Dalam SE-02/PJ/2020 ini dijelaskan bahwa salah satu penyebab Pajak Masukan yang belum dapat dikreditkan dengan Pajak Keluaran pada Masa Pajak yang sama adalah karena Faktur Pajak terlambat diterima.

Selanjutnya SE-02/PJ/2020 ini menjelas bahwa dalam hal jangka waktu 3 (tiga) bulan sebagaimana dimaksud pada angka 2 telah terlampaui, pengkreditan Pajak Masukan dapat dilakukan melalui pembetulan SPT Masa PPN yang bersangkutan.

Perlakuan Pengkreditan Pajak Masukan ini juga berlaku untuk Pajak Masukan yang tercantum dalam dokumen tertentu yang kedudukannya dipersamakan dengan Faktur Pajak dalam Pasal 13 ayat (6) UU PPN dan Peraturan Direktur Jenderal Pajak yang mengatur mengenai dokumen tertentu yang kedudukannya dipersamakan dengan Faktur Pajak (yaitu Peraturan Direktur Jenderal Pajak Nomor PER-13/PJ/2019).

Ketentuan pengkreditan Pajak Masukan pada Masa Pajak yang Tidak Sama ini hanya dapat dilakukan dalam hal:
  1. Pajak Masukan yang bersangkutan belum dibebankan sebagai biaya atau tidak ditambahkan (dikapitalisasikan) dalam harga perolehan BKP atau JKP yang bersangkutan; dan
  2. terhadap PKP belum dilakukan pemeriksaan.

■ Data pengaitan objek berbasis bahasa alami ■
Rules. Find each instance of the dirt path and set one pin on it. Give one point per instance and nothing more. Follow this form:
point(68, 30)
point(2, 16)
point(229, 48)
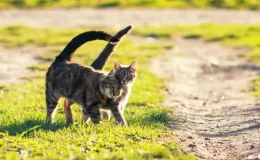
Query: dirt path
point(122, 17)
point(214, 118)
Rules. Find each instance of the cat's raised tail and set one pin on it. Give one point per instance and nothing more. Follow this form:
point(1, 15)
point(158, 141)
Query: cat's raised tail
point(101, 60)
point(82, 38)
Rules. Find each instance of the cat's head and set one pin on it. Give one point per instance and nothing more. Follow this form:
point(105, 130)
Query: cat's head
point(125, 75)
point(110, 86)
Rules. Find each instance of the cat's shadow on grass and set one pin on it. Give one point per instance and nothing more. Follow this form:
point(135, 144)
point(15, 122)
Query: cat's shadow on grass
point(29, 126)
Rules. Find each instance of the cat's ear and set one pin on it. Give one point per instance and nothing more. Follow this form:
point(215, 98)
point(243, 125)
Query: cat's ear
point(133, 66)
point(117, 65)
point(112, 72)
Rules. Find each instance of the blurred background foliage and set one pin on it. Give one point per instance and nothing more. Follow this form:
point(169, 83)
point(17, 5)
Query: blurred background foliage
point(231, 4)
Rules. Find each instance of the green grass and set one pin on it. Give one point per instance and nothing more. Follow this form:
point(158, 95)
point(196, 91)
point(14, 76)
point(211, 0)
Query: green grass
point(247, 36)
point(234, 4)
point(230, 35)
point(25, 135)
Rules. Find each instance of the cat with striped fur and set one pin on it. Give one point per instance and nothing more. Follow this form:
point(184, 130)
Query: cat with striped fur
point(90, 88)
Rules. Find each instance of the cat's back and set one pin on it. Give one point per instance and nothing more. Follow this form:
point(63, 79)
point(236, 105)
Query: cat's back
point(62, 74)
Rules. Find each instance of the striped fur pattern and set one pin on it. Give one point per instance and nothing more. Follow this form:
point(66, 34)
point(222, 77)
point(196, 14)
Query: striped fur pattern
point(86, 86)
point(125, 76)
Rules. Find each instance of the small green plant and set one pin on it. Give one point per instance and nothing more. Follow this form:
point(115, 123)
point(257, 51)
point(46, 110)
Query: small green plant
point(25, 135)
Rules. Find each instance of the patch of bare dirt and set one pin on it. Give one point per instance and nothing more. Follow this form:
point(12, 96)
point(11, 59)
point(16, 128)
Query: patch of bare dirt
point(111, 17)
point(214, 118)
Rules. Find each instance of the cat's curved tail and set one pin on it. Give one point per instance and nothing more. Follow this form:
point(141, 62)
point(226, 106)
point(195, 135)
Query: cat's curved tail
point(82, 38)
point(101, 60)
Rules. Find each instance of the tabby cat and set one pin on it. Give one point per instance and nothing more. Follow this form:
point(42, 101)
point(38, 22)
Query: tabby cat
point(86, 86)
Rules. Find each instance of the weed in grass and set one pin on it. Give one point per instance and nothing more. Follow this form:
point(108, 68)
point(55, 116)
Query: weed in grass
point(25, 135)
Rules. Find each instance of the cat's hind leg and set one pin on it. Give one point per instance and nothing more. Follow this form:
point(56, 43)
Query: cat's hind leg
point(93, 112)
point(85, 116)
point(51, 102)
point(106, 114)
point(67, 111)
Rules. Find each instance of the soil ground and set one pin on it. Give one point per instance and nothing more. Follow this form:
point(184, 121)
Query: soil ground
point(214, 119)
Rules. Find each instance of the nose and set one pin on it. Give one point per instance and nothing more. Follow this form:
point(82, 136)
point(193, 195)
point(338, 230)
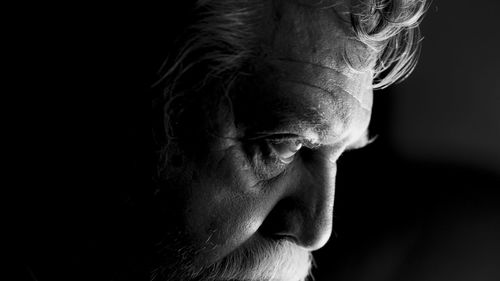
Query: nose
point(305, 210)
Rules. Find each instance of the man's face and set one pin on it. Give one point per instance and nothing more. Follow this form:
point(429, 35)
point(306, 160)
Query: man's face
point(262, 198)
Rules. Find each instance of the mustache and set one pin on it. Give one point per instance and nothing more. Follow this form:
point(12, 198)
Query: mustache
point(265, 260)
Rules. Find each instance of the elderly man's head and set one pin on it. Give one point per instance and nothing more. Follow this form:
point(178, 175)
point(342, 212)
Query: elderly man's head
point(260, 99)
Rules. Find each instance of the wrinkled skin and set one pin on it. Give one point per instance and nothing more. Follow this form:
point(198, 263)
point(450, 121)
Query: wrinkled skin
point(304, 90)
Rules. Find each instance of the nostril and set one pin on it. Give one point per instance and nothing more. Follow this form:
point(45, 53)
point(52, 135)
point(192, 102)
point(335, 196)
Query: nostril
point(291, 220)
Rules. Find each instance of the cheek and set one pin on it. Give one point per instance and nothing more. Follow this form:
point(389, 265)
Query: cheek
point(225, 208)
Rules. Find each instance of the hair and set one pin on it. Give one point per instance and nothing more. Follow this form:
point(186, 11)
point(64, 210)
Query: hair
point(217, 47)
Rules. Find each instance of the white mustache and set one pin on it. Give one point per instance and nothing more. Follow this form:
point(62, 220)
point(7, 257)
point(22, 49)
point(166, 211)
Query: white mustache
point(269, 260)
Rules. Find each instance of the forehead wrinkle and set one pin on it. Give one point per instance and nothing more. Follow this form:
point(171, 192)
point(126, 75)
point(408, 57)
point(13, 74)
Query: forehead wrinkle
point(329, 80)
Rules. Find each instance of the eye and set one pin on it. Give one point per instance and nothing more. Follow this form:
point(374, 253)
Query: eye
point(270, 155)
point(286, 149)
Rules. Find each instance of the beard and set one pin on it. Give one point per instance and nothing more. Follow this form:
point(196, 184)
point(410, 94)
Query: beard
point(262, 260)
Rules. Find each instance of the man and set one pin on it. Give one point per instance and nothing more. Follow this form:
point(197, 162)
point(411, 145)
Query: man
point(260, 99)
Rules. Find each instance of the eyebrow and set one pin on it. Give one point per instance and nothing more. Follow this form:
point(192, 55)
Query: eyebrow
point(361, 142)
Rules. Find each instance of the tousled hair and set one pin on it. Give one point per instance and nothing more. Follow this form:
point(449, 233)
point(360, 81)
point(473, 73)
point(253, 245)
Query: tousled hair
point(220, 42)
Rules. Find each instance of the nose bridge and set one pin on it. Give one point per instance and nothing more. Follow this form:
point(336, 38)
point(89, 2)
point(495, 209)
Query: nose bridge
point(309, 217)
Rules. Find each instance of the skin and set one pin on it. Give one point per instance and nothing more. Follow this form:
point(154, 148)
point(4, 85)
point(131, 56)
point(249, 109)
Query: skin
point(302, 92)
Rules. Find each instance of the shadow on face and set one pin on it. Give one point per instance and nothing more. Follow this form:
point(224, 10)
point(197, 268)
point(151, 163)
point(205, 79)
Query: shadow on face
point(260, 186)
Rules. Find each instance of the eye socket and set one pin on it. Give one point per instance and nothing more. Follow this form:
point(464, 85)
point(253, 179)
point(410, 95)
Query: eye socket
point(286, 149)
point(270, 155)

■ PERTANYAAN LATIHAN ■
A. Jawab pertanyaan berikut berdasarkan teks tentang pengkreditan Pajak Masukan:
(i) Menurut SE-02/PJ/2020, apa salah satu penyebab Pajak Masukan belum dapat dikreditkan dengan Pajak Keluaran pada Masa Pajak yang sama?
(ii) Bagaimana pengkreditan Pajak Masukan dilakukan jika jangka waktu 3 (tiga) bulan telah terlampaui?
(iii) Peraturan Direktur Jenderal Pajak nomor berapa yang mengatur dokumen tertentu yang kedudukannya dipersamakan dengan Faktur Pajak?
B. Lanjutkan teks tentang pengkreditan Pajak Masukan, mulai setelah kalimat terakhirnya.

■ JAWABAN PER TUGAS ■
A.
(i) Faktur Pajak terlambat diterima.
(ii) Melalui pembetulan SPT Masa PPN yang bersangkutan.
(iii) PER-13/PJ/2019.

B.
Dalam Surat Edaran Direktur Jenderal Pajak Nomor SE-02/PJ/2020 ini juga disertakan contoh kasus, yaitu sebagai berikut.

Contoh Kasus 1
PT A melakukan pembelian mesin dengan Faktur Pajak tertanggal 4 Februari 2020. Pajak Masukan atas pembelian mesin tersebut dikreditkan dengan Pajak Keluaran pada Masa Pajak Februari 2020 dalam SPT Masa PPN Masa Pajak Februari 2020.

Contoh Kasusu 2
Pajak Masukan atas pembelian mesin sebagaimana pada Contoh Kasus 1 dapat dikreditkan dengan Pajak Keluaran pada Masa Pajak Februari 2020 atau pada Masa Pajak berikutnya, yaitu Masa Pajak Maret 2020, April 2020, atau Mei 2020.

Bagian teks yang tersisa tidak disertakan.